— Start of MATERIAL SUPPLIED —
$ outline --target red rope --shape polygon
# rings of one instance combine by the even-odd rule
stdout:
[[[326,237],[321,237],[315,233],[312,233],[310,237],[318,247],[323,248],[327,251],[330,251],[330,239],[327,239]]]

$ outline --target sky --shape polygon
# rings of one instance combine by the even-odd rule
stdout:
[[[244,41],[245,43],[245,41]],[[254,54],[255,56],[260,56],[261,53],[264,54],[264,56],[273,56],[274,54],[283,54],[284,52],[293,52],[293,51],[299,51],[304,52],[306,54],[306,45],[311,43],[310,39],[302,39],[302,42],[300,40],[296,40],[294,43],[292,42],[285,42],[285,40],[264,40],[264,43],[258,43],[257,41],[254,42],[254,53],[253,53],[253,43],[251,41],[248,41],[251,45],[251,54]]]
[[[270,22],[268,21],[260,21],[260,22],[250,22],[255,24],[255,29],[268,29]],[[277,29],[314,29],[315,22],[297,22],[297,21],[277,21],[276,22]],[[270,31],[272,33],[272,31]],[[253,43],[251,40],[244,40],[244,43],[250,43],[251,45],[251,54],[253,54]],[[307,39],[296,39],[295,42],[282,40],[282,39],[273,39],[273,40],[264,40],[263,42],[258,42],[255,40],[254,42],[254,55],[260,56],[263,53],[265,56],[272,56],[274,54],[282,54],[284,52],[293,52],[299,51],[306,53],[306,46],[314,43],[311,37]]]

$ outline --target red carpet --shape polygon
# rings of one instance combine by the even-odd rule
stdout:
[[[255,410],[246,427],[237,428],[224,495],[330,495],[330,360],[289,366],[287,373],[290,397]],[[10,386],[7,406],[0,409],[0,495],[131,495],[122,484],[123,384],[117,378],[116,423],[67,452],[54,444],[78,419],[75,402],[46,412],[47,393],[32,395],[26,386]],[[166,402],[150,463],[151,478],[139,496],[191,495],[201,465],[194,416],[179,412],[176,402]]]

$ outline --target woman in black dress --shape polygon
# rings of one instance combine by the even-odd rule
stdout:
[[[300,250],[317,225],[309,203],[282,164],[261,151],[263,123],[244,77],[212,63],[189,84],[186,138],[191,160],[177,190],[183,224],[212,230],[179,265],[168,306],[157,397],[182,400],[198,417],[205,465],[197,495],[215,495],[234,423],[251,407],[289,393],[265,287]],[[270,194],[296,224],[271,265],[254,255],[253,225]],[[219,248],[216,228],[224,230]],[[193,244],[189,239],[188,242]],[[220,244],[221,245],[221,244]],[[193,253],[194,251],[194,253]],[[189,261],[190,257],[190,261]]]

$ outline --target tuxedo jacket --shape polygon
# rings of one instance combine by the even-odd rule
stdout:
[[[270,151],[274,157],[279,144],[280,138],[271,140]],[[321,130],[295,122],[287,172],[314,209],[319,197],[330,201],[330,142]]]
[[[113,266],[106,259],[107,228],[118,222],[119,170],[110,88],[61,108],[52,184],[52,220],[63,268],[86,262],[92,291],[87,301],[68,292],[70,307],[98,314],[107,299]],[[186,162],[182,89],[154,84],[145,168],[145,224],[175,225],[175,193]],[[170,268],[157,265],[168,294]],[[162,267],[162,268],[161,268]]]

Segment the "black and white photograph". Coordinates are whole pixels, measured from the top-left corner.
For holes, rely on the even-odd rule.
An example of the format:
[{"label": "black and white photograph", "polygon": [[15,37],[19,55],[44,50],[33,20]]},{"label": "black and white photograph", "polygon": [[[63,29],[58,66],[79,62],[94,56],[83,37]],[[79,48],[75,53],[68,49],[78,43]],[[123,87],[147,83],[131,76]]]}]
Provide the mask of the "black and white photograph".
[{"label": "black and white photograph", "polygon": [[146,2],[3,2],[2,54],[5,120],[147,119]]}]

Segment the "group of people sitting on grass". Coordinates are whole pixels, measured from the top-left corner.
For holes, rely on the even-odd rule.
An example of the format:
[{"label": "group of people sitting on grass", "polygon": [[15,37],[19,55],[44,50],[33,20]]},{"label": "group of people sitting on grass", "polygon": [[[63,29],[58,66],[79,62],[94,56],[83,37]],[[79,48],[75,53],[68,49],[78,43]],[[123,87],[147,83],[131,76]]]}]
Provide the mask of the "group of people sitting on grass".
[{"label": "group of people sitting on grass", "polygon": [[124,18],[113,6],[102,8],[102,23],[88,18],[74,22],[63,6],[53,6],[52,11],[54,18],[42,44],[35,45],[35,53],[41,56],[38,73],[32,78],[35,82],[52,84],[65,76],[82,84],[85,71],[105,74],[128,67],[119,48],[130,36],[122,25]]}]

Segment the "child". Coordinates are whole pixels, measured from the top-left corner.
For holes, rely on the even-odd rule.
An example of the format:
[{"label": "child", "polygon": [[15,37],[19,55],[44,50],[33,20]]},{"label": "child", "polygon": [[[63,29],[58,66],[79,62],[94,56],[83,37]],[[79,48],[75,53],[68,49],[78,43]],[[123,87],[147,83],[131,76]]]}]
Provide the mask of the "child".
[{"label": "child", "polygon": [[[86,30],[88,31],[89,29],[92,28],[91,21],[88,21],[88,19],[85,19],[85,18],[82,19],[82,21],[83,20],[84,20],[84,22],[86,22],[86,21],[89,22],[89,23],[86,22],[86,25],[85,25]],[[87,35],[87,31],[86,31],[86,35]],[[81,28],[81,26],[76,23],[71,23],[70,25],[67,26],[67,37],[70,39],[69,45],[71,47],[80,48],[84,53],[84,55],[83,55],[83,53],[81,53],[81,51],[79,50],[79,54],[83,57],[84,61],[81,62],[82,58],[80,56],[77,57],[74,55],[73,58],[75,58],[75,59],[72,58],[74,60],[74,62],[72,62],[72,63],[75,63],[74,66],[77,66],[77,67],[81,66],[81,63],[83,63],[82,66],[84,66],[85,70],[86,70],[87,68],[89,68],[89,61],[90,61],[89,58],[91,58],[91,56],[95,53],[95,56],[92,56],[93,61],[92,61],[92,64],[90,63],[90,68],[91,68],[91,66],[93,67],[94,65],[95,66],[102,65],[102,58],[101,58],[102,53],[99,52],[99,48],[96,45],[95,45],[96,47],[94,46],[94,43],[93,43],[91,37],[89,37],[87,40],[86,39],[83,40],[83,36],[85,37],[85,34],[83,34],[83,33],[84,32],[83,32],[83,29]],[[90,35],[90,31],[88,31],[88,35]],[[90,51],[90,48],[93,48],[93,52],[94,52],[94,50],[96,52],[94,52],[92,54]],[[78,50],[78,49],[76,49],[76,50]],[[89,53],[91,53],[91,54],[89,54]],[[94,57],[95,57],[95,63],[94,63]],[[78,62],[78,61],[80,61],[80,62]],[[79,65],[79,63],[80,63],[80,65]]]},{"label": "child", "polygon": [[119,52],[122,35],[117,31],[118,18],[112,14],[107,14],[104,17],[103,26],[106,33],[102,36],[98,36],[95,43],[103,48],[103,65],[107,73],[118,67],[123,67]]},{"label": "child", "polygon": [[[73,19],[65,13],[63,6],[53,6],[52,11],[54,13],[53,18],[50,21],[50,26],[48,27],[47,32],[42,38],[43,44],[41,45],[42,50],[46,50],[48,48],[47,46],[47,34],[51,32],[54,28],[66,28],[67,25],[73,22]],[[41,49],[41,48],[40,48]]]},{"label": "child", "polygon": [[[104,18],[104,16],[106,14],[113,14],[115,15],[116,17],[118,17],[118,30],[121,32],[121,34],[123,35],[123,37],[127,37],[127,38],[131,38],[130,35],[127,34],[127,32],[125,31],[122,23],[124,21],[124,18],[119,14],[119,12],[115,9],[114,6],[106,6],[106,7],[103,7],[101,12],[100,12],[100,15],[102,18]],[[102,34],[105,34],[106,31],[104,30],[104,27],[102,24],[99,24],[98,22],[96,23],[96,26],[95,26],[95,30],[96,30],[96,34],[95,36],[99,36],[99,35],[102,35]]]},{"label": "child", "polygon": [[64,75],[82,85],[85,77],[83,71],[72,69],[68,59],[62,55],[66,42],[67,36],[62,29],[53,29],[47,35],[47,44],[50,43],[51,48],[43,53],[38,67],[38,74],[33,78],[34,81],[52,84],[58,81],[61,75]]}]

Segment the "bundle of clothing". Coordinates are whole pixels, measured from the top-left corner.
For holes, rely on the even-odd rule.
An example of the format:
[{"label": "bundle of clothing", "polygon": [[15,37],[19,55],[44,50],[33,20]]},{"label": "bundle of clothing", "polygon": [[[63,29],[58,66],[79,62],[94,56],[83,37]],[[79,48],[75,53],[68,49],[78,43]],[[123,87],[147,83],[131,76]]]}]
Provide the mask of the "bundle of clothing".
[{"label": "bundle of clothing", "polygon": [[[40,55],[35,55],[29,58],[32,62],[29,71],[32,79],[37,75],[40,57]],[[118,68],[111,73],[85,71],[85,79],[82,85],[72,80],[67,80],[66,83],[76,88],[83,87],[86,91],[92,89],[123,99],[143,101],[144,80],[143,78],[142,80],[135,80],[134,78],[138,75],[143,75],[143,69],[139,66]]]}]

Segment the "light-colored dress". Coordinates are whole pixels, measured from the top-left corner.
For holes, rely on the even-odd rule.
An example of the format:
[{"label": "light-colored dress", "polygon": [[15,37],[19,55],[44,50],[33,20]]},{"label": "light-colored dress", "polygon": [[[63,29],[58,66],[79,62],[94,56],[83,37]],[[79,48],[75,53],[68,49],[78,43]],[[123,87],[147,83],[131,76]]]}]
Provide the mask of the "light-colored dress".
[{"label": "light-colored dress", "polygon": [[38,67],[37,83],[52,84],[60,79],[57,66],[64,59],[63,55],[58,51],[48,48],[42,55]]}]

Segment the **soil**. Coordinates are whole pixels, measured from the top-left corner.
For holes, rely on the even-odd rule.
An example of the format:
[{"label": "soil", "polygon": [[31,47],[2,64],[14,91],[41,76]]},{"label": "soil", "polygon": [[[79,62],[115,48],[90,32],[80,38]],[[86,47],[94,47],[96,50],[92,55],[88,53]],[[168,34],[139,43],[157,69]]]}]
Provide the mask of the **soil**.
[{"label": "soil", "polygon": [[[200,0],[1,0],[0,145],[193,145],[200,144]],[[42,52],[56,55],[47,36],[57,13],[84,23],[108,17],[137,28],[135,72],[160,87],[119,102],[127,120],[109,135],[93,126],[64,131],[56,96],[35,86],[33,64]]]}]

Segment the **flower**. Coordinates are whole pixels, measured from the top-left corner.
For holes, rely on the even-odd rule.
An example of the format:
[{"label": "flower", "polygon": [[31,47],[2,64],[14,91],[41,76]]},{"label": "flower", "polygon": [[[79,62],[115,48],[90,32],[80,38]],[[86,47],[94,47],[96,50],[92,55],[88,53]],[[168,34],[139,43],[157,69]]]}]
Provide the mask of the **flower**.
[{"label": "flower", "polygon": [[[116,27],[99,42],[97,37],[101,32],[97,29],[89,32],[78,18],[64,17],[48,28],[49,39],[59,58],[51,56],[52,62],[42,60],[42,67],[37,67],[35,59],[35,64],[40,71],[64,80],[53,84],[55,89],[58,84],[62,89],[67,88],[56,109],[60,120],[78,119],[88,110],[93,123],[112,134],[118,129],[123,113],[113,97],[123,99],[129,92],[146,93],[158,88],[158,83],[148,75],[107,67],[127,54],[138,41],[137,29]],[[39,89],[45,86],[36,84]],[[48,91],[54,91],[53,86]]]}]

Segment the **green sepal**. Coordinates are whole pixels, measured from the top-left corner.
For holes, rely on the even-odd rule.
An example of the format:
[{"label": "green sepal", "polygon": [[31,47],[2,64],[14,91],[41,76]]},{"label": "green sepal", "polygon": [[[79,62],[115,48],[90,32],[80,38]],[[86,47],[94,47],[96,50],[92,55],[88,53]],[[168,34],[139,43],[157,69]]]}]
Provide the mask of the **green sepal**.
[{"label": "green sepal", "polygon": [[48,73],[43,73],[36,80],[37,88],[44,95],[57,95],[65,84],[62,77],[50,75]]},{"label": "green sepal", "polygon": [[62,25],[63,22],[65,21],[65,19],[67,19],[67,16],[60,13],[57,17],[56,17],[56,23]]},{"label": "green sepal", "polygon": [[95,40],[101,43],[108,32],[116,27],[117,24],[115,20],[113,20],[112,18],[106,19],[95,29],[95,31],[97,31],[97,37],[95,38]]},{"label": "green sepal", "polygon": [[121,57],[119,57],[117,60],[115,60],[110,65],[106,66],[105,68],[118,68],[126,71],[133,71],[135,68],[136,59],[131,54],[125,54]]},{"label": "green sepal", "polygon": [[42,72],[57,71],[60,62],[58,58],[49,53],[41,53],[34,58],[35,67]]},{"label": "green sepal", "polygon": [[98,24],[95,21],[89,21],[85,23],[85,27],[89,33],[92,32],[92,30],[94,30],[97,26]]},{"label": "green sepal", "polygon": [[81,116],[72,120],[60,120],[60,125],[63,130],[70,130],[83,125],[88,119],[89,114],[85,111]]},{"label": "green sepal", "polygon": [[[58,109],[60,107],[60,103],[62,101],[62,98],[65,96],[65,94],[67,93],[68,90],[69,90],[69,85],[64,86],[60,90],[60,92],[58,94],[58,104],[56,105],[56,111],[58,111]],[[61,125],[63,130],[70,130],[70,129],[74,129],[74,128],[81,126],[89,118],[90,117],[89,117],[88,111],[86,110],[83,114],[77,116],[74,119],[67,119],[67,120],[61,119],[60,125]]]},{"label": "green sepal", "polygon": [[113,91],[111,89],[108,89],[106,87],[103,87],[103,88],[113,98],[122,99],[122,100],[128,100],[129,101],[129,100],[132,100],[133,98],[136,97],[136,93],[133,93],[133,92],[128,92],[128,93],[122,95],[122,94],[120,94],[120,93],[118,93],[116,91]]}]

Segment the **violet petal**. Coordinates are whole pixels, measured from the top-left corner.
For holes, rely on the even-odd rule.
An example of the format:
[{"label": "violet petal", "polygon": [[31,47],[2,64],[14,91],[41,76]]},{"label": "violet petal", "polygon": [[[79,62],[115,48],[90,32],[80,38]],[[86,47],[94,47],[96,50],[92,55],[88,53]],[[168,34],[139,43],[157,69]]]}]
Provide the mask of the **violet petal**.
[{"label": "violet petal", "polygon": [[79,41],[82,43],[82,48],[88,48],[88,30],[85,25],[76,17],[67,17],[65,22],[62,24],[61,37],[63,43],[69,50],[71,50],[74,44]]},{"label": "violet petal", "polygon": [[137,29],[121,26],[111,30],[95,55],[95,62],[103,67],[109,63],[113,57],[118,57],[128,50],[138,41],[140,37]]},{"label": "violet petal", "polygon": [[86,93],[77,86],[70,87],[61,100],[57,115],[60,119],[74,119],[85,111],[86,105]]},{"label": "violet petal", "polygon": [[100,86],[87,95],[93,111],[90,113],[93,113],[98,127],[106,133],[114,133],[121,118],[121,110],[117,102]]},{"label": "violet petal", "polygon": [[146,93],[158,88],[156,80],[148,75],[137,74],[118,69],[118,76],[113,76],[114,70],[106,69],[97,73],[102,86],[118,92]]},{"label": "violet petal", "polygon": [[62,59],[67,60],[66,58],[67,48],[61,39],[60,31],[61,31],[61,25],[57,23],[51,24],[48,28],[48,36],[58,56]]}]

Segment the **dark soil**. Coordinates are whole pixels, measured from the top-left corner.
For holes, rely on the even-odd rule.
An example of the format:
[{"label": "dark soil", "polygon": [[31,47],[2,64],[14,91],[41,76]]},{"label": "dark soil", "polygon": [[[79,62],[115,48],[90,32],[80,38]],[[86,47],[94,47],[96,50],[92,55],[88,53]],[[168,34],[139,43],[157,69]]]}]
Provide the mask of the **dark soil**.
— End of MATERIAL SUPPLIED —
| WHAT IS NEEDED |
Show each line of the listing above that contains the word "shape". Case matters.

| TASK SOLUTION |
$ outline --target red rope --shape polygon
$ outline --target sky --shape polygon
$ outline --target red carpet --shape polygon
$ outline --target woman in black dress --shape polygon
$ outline --target tuxedo jacket --shape polygon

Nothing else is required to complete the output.